» EXCERPT PROVIDED
— begin —
Feeling a little or a lot sentimental this evening, I am thinking about what it’s all about.
If life isn’t about (and for) doing good, even great, things, then I am barking up the wrong tree.
So, what is great, or even good? Does it mean becoming someone like Steve Jobs? He was apparently so enamored of his own greatness, or at least genius, that he rarely ever listened to others. He was certainly no great philanthropist. On the other hand, it’s hard for me to remember or imagine what life was like before the Apple products changed personal computing and communications. He opened up the world to so many people.
I think, though, that genius is not as important as love. It’s what motivates, stirs the imagination, and helps people persevere through the most difficult times. Love gets the tired parent up in the middle of the night to tend to an ill child, prompts one spouse to work longer or harder so the other can rest, inspires a stranger to reach out to help another. The list is long, the tasks whether small or large are powerful, and the results are often miraculous.
— end —
» LISTED RECORDS
— begin —
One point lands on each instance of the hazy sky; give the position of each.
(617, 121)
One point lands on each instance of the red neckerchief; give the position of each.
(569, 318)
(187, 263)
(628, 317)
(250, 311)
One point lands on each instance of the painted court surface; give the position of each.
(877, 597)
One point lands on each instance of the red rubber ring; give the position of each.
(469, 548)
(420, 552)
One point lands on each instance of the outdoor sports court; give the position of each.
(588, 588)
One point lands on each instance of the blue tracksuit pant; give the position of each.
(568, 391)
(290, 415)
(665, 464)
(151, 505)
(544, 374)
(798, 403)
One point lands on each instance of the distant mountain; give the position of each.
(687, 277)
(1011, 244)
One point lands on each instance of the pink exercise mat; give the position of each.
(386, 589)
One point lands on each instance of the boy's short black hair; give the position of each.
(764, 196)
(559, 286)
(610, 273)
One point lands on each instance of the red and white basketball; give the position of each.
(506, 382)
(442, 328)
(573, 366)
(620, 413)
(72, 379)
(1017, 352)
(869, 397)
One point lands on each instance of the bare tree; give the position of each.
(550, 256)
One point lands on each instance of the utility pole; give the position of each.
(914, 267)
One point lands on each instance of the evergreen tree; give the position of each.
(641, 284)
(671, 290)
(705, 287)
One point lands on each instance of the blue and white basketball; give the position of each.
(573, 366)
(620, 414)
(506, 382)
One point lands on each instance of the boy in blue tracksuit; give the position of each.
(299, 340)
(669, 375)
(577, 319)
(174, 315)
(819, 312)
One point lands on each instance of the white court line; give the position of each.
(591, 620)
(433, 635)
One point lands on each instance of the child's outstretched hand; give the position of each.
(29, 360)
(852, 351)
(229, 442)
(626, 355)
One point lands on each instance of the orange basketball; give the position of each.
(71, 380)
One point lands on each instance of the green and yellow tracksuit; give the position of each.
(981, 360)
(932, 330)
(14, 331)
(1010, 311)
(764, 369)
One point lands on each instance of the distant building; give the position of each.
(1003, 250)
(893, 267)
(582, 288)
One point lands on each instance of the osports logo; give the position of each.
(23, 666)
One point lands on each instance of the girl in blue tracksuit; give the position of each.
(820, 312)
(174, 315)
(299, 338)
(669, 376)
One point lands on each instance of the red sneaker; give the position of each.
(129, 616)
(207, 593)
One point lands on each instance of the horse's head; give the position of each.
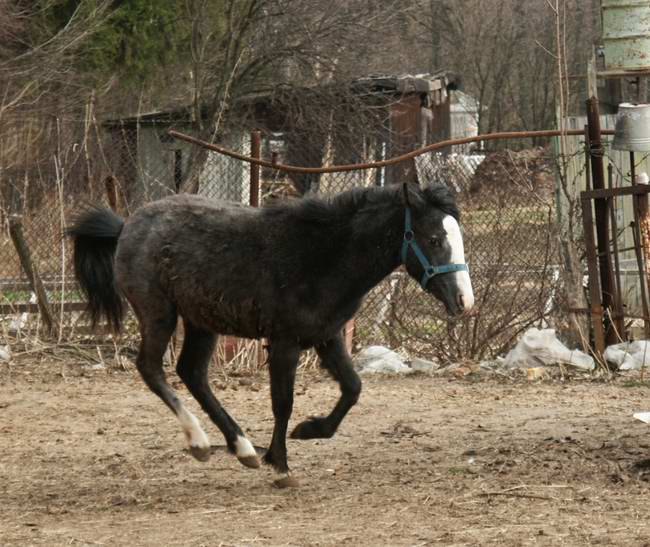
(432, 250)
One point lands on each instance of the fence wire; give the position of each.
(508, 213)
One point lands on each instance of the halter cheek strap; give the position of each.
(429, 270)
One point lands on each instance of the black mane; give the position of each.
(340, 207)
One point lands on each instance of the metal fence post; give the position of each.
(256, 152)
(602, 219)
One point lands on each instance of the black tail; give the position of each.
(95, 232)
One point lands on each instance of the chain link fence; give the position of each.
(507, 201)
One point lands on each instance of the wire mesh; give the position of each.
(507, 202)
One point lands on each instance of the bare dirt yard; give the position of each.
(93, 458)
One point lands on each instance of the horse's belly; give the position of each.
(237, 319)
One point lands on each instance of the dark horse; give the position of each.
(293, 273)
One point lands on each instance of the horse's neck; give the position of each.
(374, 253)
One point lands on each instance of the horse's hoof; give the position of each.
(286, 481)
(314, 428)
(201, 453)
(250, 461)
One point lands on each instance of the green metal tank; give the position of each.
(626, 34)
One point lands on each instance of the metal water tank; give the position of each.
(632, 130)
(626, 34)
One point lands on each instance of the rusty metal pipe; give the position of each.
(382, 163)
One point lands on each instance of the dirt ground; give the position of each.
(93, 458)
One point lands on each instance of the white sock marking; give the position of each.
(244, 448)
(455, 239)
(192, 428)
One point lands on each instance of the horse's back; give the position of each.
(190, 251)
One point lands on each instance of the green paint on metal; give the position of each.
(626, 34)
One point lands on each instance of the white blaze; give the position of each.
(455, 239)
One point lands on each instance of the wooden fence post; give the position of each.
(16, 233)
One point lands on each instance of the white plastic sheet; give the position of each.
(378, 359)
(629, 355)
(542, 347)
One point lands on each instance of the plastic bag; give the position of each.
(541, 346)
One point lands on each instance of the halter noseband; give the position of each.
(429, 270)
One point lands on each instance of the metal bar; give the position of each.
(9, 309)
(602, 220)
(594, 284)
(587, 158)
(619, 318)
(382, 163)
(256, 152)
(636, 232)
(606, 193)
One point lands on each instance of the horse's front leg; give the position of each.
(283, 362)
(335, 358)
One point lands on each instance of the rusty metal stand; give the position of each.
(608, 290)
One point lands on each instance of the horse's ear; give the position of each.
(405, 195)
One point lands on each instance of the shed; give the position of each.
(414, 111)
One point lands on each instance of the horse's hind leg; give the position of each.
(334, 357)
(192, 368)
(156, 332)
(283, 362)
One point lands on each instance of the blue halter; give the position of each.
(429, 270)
— end —
— begin —
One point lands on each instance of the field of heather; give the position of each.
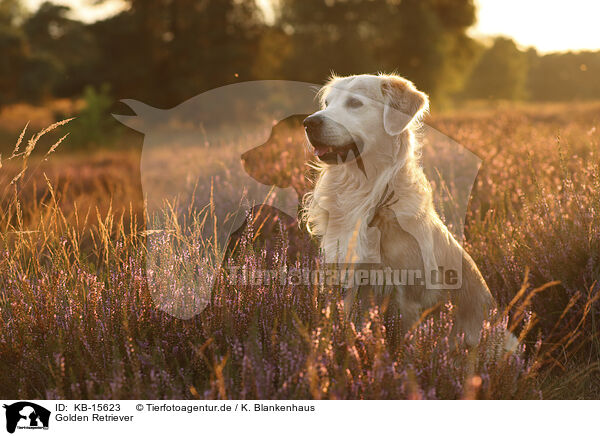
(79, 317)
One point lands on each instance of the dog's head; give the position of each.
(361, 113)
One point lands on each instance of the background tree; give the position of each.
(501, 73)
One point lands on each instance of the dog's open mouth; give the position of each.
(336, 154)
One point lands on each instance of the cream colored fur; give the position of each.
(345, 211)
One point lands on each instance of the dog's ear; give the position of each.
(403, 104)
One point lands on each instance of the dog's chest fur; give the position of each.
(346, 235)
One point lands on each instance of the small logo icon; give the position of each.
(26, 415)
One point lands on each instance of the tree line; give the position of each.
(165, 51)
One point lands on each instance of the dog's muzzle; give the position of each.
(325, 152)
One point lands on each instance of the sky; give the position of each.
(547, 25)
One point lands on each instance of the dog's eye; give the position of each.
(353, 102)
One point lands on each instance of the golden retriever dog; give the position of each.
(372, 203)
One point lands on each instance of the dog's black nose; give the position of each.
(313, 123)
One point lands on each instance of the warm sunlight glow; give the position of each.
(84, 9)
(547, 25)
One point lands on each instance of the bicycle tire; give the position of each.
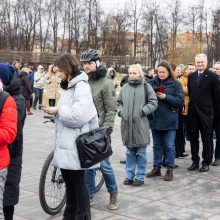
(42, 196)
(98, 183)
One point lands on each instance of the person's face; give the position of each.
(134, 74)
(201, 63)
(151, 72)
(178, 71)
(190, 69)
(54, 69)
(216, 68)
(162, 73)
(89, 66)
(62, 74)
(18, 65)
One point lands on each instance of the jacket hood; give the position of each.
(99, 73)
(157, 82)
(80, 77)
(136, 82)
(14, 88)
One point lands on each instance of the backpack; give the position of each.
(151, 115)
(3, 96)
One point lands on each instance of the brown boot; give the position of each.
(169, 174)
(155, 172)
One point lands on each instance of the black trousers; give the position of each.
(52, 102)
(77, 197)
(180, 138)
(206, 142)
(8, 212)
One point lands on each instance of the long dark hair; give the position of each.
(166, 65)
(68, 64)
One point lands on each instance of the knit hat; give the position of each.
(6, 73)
— end —
— begin —
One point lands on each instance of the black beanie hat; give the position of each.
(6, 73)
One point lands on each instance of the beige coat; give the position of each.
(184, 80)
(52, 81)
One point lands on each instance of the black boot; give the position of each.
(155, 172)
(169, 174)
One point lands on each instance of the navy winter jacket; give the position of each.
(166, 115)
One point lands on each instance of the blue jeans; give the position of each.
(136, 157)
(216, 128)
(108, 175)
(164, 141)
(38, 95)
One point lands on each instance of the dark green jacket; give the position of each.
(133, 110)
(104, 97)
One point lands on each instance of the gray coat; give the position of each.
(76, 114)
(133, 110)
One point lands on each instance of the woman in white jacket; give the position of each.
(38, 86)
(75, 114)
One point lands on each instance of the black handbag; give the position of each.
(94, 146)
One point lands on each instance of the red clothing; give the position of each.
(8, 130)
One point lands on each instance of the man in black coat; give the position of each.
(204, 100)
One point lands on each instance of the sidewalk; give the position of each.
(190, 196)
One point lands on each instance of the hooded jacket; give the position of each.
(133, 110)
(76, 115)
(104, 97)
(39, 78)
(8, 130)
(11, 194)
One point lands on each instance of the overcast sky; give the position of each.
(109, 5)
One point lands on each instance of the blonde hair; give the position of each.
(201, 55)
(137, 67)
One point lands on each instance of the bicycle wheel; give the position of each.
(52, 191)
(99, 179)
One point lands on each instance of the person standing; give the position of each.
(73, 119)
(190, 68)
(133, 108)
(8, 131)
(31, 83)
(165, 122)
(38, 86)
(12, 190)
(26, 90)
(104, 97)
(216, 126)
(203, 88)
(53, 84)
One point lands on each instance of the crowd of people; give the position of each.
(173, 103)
— end —
» CHALLENGES
**a.** Quote word for word the portion of the reflection that starts with the words containing "So, what is" and finishes with "are often miraculous.".
**b.** Rewrite the reflection's paragraph beginning "So, what is great, or even good?" as a short bulleted list that keeps its main points.
**c.** In the reflection, what does love get a tired parent to do?

» ANSWERS IN ORDER
**a.**
So, what is great, or even good? Does it mean becoming someone like Steve Jobs? He was apparently so enamored of his own greatness, or at least genius, that he rarely ever listened to others. He was certainly no great philanthropist. On the other hand, it’s hard for me to remember or imagine what life was like before the Apple products changed personal computing and communications. He opened up the world to so many people.
I think, though, that genius is not as important as love. It’s what motivates, stirs the imagination, and helps people persevere through the most difficult times. Love gets the tired parent up in the middle of the night to tend to an ill child, prompts one spouse to work longer or harder so the other can rest, inspires a stranger to reach out to help another. The list is long, the tasks whether small or large are powerful, and the results are often miraculous.

**b.**
- It asks what makes something great or good, and whether that means becoming someone like Steve Jobs.
- Jobs was apparently so taken with his own greatness, or genius, that he rarely listened to others.
- He was no great philanthropist.
- Still, it is hard to remember or imagine life before Apple products changed personal computing and communications.
- He opened up the world to many people.

**c.** Get up in the middle of the night to tend to an ill child.